Pick out every line in the records below that contains the word "stucco", and copy each of those lines. Only matches in the same case count.

═══

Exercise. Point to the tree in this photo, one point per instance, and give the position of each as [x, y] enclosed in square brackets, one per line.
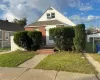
[90, 30]
[21, 22]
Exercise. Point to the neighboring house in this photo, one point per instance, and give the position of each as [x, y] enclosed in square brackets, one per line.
[50, 19]
[6, 30]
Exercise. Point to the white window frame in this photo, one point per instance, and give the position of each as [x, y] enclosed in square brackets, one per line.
[50, 15]
[2, 34]
[36, 29]
[6, 35]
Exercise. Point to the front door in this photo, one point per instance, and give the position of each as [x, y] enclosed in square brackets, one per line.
[49, 40]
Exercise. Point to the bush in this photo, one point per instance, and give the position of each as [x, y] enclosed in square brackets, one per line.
[79, 40]
[36, 38]
[22, 40]
[63, 37]
[28, 40]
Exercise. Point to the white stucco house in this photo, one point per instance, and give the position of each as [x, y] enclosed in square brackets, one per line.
[51, 18]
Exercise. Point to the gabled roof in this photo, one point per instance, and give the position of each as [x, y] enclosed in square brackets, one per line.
[41, 23]
[5, 25]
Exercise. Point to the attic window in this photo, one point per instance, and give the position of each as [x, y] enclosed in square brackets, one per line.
[50, 16]
[50, 9]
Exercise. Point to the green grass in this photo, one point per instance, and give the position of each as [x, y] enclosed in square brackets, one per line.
[5, 49]
[65, 61]
[96, 57]
[15, 58]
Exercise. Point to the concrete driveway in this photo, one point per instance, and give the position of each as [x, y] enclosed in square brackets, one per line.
[35, 74]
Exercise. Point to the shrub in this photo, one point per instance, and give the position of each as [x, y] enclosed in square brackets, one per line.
[63, 37]
[22, 40]
[36, 38]
[28, 40]
[79, 40]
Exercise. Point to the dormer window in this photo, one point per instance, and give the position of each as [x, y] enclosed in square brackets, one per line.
[50, 16]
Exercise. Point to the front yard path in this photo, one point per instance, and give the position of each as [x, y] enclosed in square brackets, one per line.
[93, 62]
[34, 61]
[35, 74]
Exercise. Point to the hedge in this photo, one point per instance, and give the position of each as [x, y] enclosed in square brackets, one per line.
[63, 37]
[29, 40]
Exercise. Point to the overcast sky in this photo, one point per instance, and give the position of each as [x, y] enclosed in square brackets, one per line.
[79, 11]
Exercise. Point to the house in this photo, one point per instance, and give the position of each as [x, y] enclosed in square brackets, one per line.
[6, 30]
[51, 18]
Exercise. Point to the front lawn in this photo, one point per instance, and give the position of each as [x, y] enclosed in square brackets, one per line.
[64, 61]
[5, 49]
[15, 58]
[96, 56]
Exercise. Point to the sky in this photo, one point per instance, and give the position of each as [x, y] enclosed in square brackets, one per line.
[78, 11]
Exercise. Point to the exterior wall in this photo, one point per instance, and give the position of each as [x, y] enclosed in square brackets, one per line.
[48, 41]
[29, 28]
[14, 47]
[58, 16]
[41, 29]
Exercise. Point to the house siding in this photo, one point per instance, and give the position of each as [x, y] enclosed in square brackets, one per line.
[41, 29]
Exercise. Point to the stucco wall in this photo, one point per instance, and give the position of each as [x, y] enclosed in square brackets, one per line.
[14, 47]
[41, 29]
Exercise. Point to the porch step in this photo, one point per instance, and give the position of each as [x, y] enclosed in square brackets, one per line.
[45, 51]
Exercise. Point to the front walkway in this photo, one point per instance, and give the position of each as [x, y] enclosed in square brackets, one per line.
[96, 64]
[34, 61]
[93, 62]
[35, 74]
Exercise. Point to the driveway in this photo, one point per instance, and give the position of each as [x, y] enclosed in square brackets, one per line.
[35, 74]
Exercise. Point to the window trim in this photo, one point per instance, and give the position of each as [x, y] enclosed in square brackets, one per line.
[36, 29]
[1, 34]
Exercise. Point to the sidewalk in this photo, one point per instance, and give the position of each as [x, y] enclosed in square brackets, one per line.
[5, 52]
[93, 62]
[36, 74]
[34, 61]
[96, 64]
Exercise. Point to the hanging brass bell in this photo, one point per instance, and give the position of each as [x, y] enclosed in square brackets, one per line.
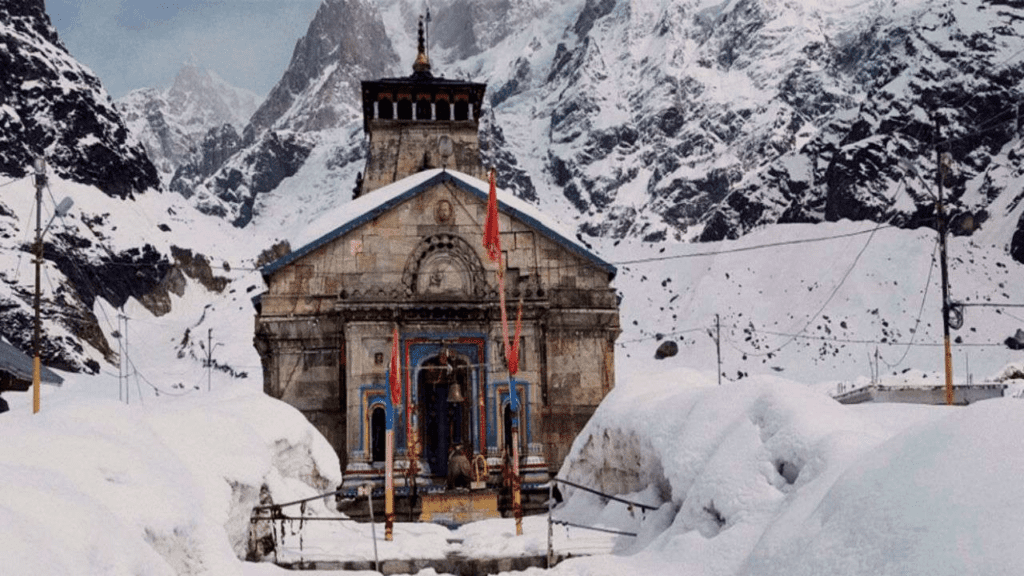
[455, 394]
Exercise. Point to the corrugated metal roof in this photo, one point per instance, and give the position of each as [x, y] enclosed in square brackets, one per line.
[13, 362]
[381, 200]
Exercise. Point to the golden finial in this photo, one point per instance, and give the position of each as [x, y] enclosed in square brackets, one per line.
[422, 63]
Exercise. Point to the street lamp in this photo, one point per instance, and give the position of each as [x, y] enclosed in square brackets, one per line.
[948, 309]
[39, 164]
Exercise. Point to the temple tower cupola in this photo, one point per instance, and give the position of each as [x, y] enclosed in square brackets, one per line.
[420, 122]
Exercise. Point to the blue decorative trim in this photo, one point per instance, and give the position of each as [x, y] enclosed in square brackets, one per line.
[375, 394]
[440, 177]
[503, 399]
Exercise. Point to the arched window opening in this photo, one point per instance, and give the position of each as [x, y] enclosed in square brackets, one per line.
[423, 110]
[507, 421]
[385, 110]
[443, 111]
[377, 424]
[404, 110]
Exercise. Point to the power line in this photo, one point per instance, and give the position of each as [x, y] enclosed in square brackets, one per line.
[921, 312]
[870, 341]
[755, 247]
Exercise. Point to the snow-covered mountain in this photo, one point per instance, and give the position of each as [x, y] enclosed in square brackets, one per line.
[706, 149]
[53, 106]
[174, 123]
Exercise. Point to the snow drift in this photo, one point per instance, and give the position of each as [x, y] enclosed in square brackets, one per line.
[772, 478]
[95, 487]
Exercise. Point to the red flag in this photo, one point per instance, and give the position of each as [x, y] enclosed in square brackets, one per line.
[492, 236]
[395, 376]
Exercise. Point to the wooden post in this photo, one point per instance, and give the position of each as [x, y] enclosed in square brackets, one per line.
[516, 489]
[941, 224]
[389, 485]
[388, 462]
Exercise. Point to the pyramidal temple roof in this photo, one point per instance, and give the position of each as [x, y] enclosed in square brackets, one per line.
[366, 208]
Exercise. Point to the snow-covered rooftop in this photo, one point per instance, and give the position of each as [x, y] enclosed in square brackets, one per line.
[372, 205]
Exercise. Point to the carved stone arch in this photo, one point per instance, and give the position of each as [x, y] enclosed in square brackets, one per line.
[444, 265]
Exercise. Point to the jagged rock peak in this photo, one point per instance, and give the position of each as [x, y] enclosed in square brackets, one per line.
[173, 123]
[53, 106]
[345, 43]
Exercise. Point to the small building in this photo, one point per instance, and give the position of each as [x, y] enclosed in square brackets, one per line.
[963, 394]
[15, 370]
[409, 254]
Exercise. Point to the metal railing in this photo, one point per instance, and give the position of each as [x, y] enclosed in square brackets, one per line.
[552, 522]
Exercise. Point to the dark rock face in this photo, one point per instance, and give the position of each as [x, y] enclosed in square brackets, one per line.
[55, 107]
[495, 153]
[218, 146]
[52, 106]
[820, 138]
[346, 39]
[254, 170]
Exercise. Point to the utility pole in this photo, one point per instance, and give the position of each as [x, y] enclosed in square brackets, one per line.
[121, 361]
[718, 346]
[40, 166]
[209, 358]
[943, 165]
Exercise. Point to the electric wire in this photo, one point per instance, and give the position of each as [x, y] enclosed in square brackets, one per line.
[921, 312]
[835, 289]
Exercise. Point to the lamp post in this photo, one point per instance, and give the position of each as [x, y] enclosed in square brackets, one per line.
[40, 166]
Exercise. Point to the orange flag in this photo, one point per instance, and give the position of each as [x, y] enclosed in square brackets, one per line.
[492, 236]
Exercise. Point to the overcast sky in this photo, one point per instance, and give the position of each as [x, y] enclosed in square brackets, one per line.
[142, 43]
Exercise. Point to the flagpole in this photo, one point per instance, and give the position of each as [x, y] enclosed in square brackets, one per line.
[516, 484]
[389, 468]
[493, 244]
[392, 396]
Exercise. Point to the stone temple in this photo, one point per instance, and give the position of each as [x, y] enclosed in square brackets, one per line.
[409, 253]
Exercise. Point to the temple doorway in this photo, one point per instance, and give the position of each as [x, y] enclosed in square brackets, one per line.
[444, 408]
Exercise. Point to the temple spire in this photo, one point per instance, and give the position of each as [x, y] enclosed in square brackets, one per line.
[422, 64]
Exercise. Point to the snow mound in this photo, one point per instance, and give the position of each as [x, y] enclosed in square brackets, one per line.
[769, 477]
[94, 487]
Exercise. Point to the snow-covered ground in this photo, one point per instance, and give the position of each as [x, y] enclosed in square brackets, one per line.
[760, 477]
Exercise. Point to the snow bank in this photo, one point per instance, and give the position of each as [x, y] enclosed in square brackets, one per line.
[768, 477]
[90, 486]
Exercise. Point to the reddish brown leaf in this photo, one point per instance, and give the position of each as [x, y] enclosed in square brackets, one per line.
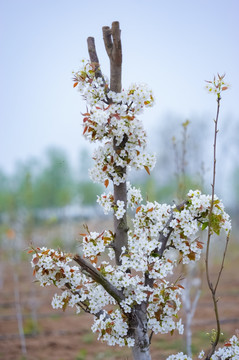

═══

> _Completed exercise_
Exercise. Point to the white stucco house in this photo, one point per instance, and give the position of each as [x, y] enclosed in square brackets, one per line.
Exercise. Point to the stucco wall in this photo, one point per instance, and give the position of each as [x, y] enclosed in square brackets, one per line.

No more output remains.